TEXTE FOURNI —
++++
Comment est fabriqué un yaourt aux fraises ? Nous fabriquons, d’un côté, un yaourt, comme nous vous l’avons expliqué. Une fois qu’il est fermenté, il est brassé, afin de bien mélanger la masse laitière fermentée. De l’autre côté, nous préparons les fruits ; pour ce faire, nous avons un certain nombre de contraintes. Nous cherchons à limiter les apports en sucre, nous ne sommes donc pas dans un rapport moitié sucre, moitié fruits, comme pour une confiture. Or, nous avons besoin de cet effet de confiture. De sorte, que nous mettons des agents qui font texturer la préparation des fruits, pour la rendre homogène, avec des morceaux de taille identique, et que nous permettent de produire en grande quantité.

Les raisons pour lesquelles nous utilisons des additifs sont les suivantes : nous fabriquons cette recette en quantité, et elle doit être toujours la même – le goût ne doit pas changer d’une préparation sur l’autre. Nous mettons donc des correcteurs d’acidité qui permettent de rendre le goût homogène, puis nous le renforçons avec des arômes pour qu’il reste le même, de la date d’achat à la date de péremption. Les texturants introduits dans les préparations de fruits vont permettre de répartir de façon homogène les morceaux de fruits
– on efface l’effet d’échelle. Les additifs que nous trouvons dans les yaourts aux fruits sont donc ajoutés à la préparation des fruits et non au lait fermenté.

Si des additifs sont ajoutés à la masse fermentée blanche, la partie principale d’un yaourt, il ne s’agit pas d’un yaourt au sens de la définition réglementaire ; il s’agit de spécialité laitière. La réglementation est donc extrêmement claire sur ce qui est ou pas permis.

L’entreprise Danone utilise peu d’additifs. Nous en utilisons pour des raisons technologiques. Nous avons une fonction précise dans nos recettes, mais nous faisons en sorte d’en mettre un minimum pour obtenir cette fonction désirée – je vous ai parlé des correcteurs d’acidité qui permettent d’homogénéiser le goût du fruit, quelles que soient la période de l’année et la récolte. Le principe de l’additif, c’est que nous extrayons l’une des substances d’un aliment pour pouvoir l’utiliser. Nous utilisons comme structurant, par exemple, non pas de la farine, mais l’amidon qu’elle contient.

Aucun des additifs que nous utilisons n’est dangereux pour la santé. Notre équipe de 80 personnes fait de la veille, analyse toutes les recommandations émises par les agences, françaises et étrangères, et toutes les publications scientifiques pour pouvoir anticiper. Enfin, nous adoptons des mesures plus contraignantes que la réglementation sur certains produits, pour coller à la manière dont nous souhaitons produire nos recettes.

M. François Eyraud. Un certain nombre d’additifs sont nécessaires pour garantir la qualité des produits. Nous les mettons en quantité limitée pour des questions de profils alimentaires et de coût. Tous les additifs ont leur utilité et nous en mettons un minimum pour la fonction désirée.
++++
Données recueillies:

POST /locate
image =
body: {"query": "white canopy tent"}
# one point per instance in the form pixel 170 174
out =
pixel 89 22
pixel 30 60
++++
CONSIGNES —
- a) Recopiez l'extrait du texte sur les additifs des yaourts qui commence par « Si des additifs » et se poursuit jusqu'à « ou pas permis. », en y changeant « spécialité laitière » en « dessert lacté ».
- b) Rédigez la suite du texte sur les additifs des yaourts à partir de sa dernière phrase.
La liste n'a aucun rapport avec le texte sur les additifs des yaourts.

CORRIGÉ —
- a)
Si des additifs sont ajoutés à la masse fermentée blanche, la partie principale d’un yaourt, il ne s’agit pas d’un yaourt au sens de la définition réglementaire ; il s’agit de dessert lacté. La réglementation est donc extrêmement claire sur ce qui est ou pas permis.

- b)
Nous ne vendons pas de produit contenant trente additifs, et nous n’avons pas à commenter cet état de fait. Les produits Danone sont des produits simples, pour lesquels chaque additif a une fonction très spécifique, liée à la sécurité alimentaire, à la texture, etc. Je le répète, les aliments doivent donner du plaisir et être bons pour la santé. Un équilibre sur lequel nous travaillons en permanence.

Il est important pour nous que le consommateur soit parfaitement informé. Nous allons donc expliquer, sur notre site, les raisons de l’ajout d’additifs et d’ingrédients que nous mettons dans nos recettes. Par ailleurs, nous proposons au consommateur des alternatives aux produits contenant des additifs ; il peut ainsi faire son choix, nos produits étant tous conformes à la réglementation, voire au-delà, puisque nous cherchons les meilleures formules pour la satisfaction du consommateur.

Mme Laurence Peyraut-Bertier. Nous nous sommes engagés, dans un premier temps, à mettre le Nutri-Score sur les produits frais, d’ici à la fin de 2019, ce qui représente 50 % du chiffre d’affaires de Danone en France. L’alimentation pour enfants n’est pas concernée. Concernant notre division d’eau, 94 % de nos eaux minérales sont naturelles, elle n’est donc pas non plus la plus concernée.

S’agissant de l’agriculture régénératrice, nous travaillons avec les acteurs concernés, que nous rencontrons, au Salon de l’agriculture, par exemple, y compris la Fédération nationale des syndicats d’exploitants agricoles (FNSEA), qui est aussi au cœur de cette réflexion.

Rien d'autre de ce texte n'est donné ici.